> [GOAL]
Return every line below that contains the string "frame". The match is case-sensitive.

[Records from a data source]
-- START --

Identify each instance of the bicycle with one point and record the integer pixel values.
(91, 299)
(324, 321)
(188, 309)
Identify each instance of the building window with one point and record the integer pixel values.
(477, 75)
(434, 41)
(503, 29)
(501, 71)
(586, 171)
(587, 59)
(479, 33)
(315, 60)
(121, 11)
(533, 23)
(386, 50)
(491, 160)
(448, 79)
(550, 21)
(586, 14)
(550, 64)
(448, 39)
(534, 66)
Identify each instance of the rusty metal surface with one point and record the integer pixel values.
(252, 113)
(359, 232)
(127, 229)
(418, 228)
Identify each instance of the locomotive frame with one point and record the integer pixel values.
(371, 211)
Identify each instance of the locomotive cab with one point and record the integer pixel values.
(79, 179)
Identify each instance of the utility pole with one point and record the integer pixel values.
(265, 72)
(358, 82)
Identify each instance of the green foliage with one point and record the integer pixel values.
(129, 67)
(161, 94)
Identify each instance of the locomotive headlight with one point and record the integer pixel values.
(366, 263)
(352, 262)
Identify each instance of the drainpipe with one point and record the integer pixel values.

-- END --
-- START --

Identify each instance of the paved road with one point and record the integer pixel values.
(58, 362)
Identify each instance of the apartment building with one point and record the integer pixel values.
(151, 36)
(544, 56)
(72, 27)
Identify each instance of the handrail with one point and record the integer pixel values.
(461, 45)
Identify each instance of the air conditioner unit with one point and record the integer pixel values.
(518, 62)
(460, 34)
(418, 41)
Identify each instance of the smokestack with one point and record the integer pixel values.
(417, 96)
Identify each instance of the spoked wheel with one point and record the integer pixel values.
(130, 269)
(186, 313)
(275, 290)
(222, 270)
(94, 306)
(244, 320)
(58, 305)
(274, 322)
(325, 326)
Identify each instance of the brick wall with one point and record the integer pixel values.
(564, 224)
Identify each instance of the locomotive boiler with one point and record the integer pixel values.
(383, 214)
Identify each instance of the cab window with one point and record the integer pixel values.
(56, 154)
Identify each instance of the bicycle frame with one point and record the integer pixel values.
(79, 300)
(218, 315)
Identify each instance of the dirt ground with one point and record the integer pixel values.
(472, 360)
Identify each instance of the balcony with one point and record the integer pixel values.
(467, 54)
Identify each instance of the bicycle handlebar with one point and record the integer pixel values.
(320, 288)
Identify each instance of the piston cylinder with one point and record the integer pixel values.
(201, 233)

-- END --

> [TASK OUTPUT]
Identify each instance of the locomotive frame with one point and record the integer pixel values.
Identify each instance of the bicycle frame with one point and record the integer pixel values.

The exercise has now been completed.